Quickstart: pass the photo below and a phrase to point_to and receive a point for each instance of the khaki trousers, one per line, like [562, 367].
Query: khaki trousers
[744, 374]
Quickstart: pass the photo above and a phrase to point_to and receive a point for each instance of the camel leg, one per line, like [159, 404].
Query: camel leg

...

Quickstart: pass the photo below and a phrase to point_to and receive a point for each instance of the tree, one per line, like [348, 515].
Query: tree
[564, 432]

**WHAT YOU WILL DO:** If a line of the data holds the string "camel", list it.

**SOLUTION FOR THIS EXERCISE:**
Quickstart: pass the photo above and a phrase to point_to and receive a point for each instance of the camel leg, one per line, like [159, 404].
Query: camel leg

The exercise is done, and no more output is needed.